Could co-living be the next big thing for apartment owners?
We take a look at co-living, the appeal and why it's a viable solution for renters.
Posted: February 17, 2021 by Anna Jotham
Tight housing inventory. New construction that can't keep pace. Millennials buckling under student loan debt. And wage growth at a snail's pace. As the largest generation in the history of the U.S. still struggles to find a home of their own for myriad reasons, a new spin on communal living is taking hold: it's called co-living.
Co-living has been gaining popularity in recent years, particularly in big cities, where housing is at a premium, and millennials are eager to take up residence. But the idea is catching on in other areas, and apartment owners are looking at it closely to see if it might be the next big thing.
What is co-living?

Set tasks.
1. Reproduce the co-living article starting at "Co-living has been" and ending at "next big thing.", swapping "apartment owners" for "property managers".
2. Pick up the co-living article at the point where it stops and continue it.
The data after this point is separate material that stands apart from the co-living article.

(Location identification entries)

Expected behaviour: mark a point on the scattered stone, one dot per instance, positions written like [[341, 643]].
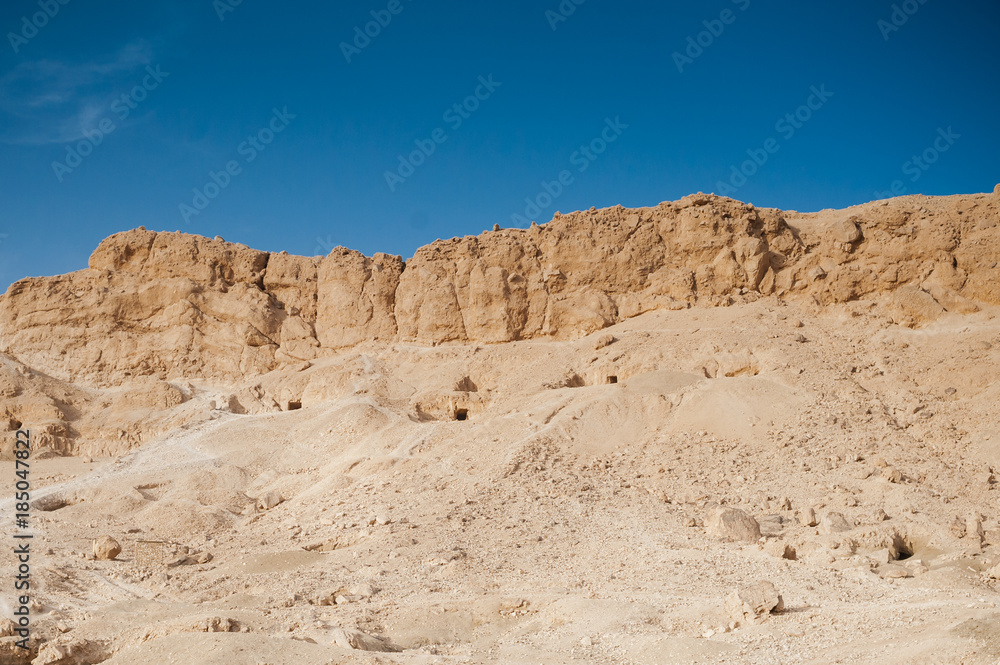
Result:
[[269, 500], [106, 548], [732, 524], [893, 572], [892, 474], [957, 527], [221, 625], [974, 530], [834, 523], [754, 603], [355, 639], [808, 517], [846, 231], [178, 561], [781, 550], [882, 557], [604, 340]]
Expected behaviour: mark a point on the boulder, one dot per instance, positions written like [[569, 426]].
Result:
[[269, 500], [355, 639], [754, 603], [106, 548], [834, 523], [732, 524]]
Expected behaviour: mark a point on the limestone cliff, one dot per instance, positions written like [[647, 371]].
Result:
[[169, 305]]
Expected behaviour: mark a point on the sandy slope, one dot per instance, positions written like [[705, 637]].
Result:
[[516, 447], [551, 525]]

The replies.
1.
Co-living has been gaining popularity in recent years, particularly in big cities, where housing is at a premium, and millennials are eager to take up residence. But the idea is catching on in other areas, and property managers are looking at it closely to see if it might be the next big thing.

2.
Co-living offers residents the ability to move into a shared space with their own private bedroom, often without the annoying hassles that come with trying to find and keep a roommate. Some co-living companies aim to remove the barriers to sharing an apartment, providing entirely furnished common areas, connecting roommates with shared interests, collecting rent from individuals (rather than a single lease signee having to collect from roommates), offering cleaning services for shared areas, even stocking commonly-needed supplies, like toilet paper. The solution has found a niche among millennials in particular, who are well-practiced in the sharing economy concept and are ready to move out of their parents' home but not ready to purchase a home of their own yet — whether due to lack of down payment, inability to secure a loan or just reticence to leap. Moreover, the generation desires to stay connected and social while still remaining flexible and co-living delivers.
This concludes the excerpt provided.